Short task 1:
In the records, swap "magenta" for "purple" everywhere from the line with "Point to the carved brow ridge." down to the end of the records, and write out those lines again with nothing else changed.

Source document:
Top Ten best ever Opel & Vauxhall cars

As a change of ownership is announced, we look back at the Opel & Vauxhall models

By Shahzad Sheikh

Vauxhall VX220 Turbo

After around 90 years of ownership by General Motors, massive European and British car companies, Opel and Vauxhall, are being bought by Peugeot-Citroen for 2.2bn Euro. This merger will make PSA the second biggest manufacturer in Europe slotting in below Volkswagen and beating out Renault-Nissan.

Vauxhall was founded in 1857 as a pump and marine engine manufacturer. It started building cars in 1903 and was bought by GM in 1925. Similarly Opel started in 1862 (as Adam Opel) building sewing machines, and built its first car in 1899. GM bought it in 1929.

It was only in the 1970s and 80s that the Vauxhall and Opel product line-ups started to merge and became the same cars apart from badges and model names in some cases.

Growing up in the UK, Vauxhall was a prominent and constant part of my automotive landscape and it certainly feels like an end of an era.

So here’s my personal Top Ten of best ever Vauxhall & Opels ever made, listed in reverse order.

1985 Opel Kadett

10. Astra 1984-1991

Yes okay, this wasn’t a great car. But launched in 1984 it ran for the whole of the 1980s, winning European Car of the Year out of the gates in 1985 (as the Opel Kadett). There were sporty GTE/GSi versions with nearly 7000 cabriolet editions built by Bertone.

Short task 2:
In the Opel and Vauxhall article, what year did GM buy Vauxhall?

[Some records]
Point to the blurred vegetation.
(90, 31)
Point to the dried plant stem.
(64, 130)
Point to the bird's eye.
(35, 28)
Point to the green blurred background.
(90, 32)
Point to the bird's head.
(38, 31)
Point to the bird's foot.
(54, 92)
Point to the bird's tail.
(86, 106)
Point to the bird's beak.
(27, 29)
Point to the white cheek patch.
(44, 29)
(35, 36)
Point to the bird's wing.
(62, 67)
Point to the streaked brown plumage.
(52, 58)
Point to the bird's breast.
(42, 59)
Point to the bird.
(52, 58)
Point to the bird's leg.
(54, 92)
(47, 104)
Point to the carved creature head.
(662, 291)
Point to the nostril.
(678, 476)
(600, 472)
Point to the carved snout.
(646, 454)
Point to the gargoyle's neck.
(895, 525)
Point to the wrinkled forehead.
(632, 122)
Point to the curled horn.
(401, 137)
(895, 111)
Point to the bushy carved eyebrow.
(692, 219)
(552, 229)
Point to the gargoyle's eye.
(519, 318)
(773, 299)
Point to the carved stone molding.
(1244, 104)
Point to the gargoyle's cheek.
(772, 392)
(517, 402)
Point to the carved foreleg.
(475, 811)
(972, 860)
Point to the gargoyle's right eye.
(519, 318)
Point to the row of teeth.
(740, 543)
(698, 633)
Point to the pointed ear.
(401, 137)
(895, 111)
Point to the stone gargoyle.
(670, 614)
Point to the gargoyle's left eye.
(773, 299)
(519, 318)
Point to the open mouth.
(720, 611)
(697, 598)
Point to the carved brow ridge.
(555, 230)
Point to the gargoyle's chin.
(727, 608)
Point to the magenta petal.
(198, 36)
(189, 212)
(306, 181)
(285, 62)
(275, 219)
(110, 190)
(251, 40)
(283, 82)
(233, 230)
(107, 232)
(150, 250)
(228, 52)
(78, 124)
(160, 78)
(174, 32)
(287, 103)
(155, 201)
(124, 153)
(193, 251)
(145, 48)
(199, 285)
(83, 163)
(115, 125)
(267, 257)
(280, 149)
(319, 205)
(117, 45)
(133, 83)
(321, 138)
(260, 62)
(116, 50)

Full solution 1:
Point to the carved brow ridge.
(555, 230)
Point to the gargoyle's chin.
(727, 608)
Point to the purple petal.
(198, 36)
(189, 212)
(306, 181)
(285, 62)
(275, 219)
(110, 190)
(251, 40)
(283, 82)
(233, 230)
(107, 232)
(150, 250)
(228, 52)
(78, 124)
(160, 78)
(174, 32)
(287, 103)
(155, 201)
(124, 153)
(193, 251)
(145, 48)
(199, 285)
(83, 163)
(115, 125)
(267, 257)
(280, 149)
(319, 205)
(117, 45)
(133, 83)
(321, 138)
(260, 62)
(116, 50)

Full solution 2:
1925